• **Objective**:
Go on with the text about the mistreatment of women from the point where it stops.

• **Document**:

We are also told by Stone that rape is a time-tested way of demonstrating control and exacting humiliation on the powerless women. In the Democratic Republic of Congo, they like to rape in public with their drugged out buddies, Kalashnikovs in hand, cheering them on. In the former Yugoslavia, women are dragged into bushes or the ruins of their own homes. In Pakistan, women have been sentenced to rape by village courts–in punishment for something a male relative did.

Stone enumerates the problems: Access to good reproductive advice and health care; parity in pay scales; glass ceilings; trafficking of women and babies for adoption. In countries where there is no divorce, no protection for women and children, financial or otherwise. Women are still leading wretched, hopeless lives at the whim of men.

"Take Back the Music" is about anti-women attitudes in rap/rock music; a campaign in America to spark a dialogue about music which has long-been criticized for being misogynistic (women-hating). Newsweek magazine reports that religious and community leaders are speaking out too; they plan to talk to the Federal Communication Commission about an airwaves ban on rappers who don’t respect women.

"If they’ve got the right to call my daughter a b——, I have a right to say ‘Boycott’."

• **Data section**:

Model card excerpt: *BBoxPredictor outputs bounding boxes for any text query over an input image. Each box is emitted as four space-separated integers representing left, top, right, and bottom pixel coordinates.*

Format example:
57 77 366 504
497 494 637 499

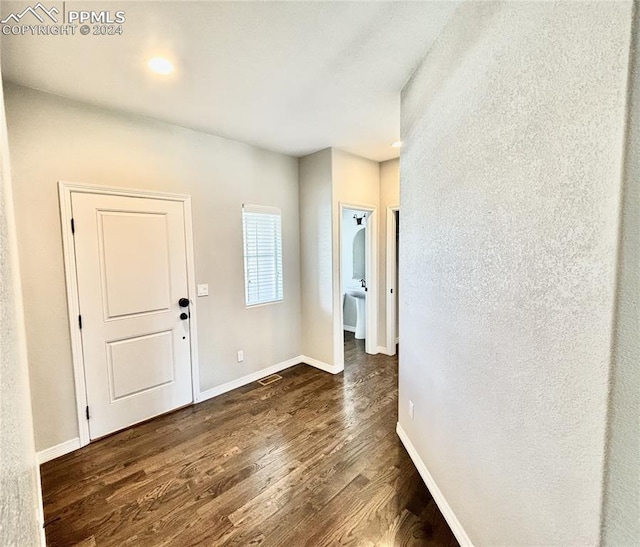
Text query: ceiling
1 0 458 161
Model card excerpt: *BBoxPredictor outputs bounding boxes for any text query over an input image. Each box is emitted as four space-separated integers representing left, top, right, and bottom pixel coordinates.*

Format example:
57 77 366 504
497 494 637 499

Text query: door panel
71 192 193 439
98 211 171 319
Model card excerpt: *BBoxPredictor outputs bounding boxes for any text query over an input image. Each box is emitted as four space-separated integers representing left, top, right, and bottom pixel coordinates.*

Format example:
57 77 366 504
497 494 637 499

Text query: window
242 205 282 306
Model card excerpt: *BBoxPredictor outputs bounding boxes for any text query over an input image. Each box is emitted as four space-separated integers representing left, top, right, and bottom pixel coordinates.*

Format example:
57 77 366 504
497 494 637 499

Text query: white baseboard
396 422 473 547
377 346 396 357
36 437 81 465
35 454 47 547
300 355 344 374
195 355 303 403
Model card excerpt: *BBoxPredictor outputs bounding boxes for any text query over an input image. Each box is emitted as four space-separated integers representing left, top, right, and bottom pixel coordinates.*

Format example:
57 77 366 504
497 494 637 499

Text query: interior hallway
42 333 458 547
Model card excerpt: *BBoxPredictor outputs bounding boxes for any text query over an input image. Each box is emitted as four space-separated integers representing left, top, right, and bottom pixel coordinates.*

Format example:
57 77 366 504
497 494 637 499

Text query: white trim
378 346 396 357
396 422 473 547
196 355 303 403
35 454 47 547
338 201 378 368
385 205 400 355
36 437 82 465
59 180 200 448
300 356 344 374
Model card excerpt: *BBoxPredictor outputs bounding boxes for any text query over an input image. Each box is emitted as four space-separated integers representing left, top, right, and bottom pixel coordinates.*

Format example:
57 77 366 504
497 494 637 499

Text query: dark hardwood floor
42 334 458 547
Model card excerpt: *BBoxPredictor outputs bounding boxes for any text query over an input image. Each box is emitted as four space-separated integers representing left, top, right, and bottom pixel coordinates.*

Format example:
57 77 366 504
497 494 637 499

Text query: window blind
242 205 283 306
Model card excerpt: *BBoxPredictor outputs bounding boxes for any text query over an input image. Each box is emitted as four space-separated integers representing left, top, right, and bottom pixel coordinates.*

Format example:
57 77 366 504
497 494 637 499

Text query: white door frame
58 181 200 446
385 205 400 355
333 201 378 366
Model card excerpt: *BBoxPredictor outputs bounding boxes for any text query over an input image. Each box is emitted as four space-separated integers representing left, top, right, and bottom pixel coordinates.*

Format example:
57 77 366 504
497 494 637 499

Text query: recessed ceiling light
147 57 175 76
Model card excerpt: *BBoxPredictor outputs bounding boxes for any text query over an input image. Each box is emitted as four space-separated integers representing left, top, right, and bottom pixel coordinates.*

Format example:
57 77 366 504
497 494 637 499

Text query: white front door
71 192 193 439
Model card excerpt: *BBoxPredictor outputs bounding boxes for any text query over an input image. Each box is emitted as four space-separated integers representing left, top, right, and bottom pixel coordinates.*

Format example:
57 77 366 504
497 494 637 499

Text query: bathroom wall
399 2 638 545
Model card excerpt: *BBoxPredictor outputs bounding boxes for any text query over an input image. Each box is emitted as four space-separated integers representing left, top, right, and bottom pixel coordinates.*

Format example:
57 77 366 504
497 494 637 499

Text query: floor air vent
258 374 282 386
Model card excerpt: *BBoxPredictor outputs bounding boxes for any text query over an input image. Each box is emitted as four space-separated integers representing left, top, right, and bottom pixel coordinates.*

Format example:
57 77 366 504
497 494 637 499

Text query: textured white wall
7 86 301 450
378 159 400 346
603 5 640 547
299 148 334 365
0 79 43 547
399 2 631 545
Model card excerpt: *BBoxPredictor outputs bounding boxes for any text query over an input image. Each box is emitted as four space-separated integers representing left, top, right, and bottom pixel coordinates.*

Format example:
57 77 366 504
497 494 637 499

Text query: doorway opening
340 208 368 344
334 203 378 363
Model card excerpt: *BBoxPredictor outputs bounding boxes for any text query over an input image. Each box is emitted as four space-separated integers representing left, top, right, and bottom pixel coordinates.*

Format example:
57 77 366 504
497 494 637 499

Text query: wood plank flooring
42 333 458 547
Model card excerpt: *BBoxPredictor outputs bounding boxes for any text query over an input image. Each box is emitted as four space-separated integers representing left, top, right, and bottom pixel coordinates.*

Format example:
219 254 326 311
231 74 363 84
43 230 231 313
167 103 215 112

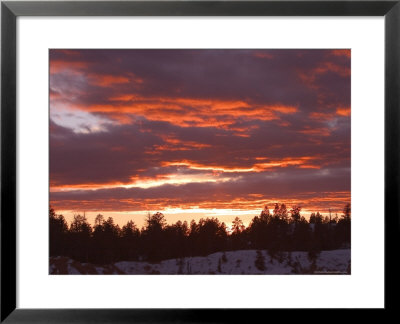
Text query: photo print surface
49 49 351 275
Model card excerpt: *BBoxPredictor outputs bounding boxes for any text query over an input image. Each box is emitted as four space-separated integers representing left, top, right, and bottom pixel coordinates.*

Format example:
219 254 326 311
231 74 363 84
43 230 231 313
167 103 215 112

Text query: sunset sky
50 49 351 226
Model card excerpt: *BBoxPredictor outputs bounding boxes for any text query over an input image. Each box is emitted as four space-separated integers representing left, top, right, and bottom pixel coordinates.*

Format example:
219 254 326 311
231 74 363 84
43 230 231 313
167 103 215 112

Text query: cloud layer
50 50 351 216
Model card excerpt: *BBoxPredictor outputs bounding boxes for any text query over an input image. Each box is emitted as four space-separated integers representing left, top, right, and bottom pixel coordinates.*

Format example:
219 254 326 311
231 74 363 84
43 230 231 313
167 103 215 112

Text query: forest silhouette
49 203 351 264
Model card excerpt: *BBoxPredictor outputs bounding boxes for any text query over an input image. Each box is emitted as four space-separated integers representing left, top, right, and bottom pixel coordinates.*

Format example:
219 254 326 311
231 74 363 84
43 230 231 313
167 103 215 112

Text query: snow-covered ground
49 249 351 275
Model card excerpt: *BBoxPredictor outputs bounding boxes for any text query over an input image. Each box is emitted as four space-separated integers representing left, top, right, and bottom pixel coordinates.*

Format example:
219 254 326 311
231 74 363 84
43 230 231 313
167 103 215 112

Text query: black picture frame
1 0 400 323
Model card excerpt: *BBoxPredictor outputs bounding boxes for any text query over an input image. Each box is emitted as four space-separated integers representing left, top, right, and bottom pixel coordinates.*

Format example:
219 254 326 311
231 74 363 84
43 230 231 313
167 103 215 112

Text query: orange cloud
161 156 320 173
253 52 274 59
90 74 130 87
336 107 351 117
50 60 88 74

• **Output for this exercise**:
An Emory study by Ralph diClemente and Gina Wingood suggests that disrespectful lyrics may lead to lower self-esteem in young girls, who are more likely to accept the words and images as reality. The 2003 study tracked 522 14 to 18-year-old black girls in rural Alabama and found that those who saw more than 21 hours of rap videos weekly were more likely to engage in risky behavior.

We get it here in the Philippines. Too often, announcers and commentators create, enjoy situations where they can repeat, even exaggerate vulgar songs and limericks that are offensive, downright insulting to women. I heard one on a DZ—, that commentator was snickering, humming to himself, loud enough for the microphone, "Ang mani ni aling Talis, masarap, malambot, matamis…"

over and over. There are those types who get their highs through this. When will they get fired such obscene doble-entendre?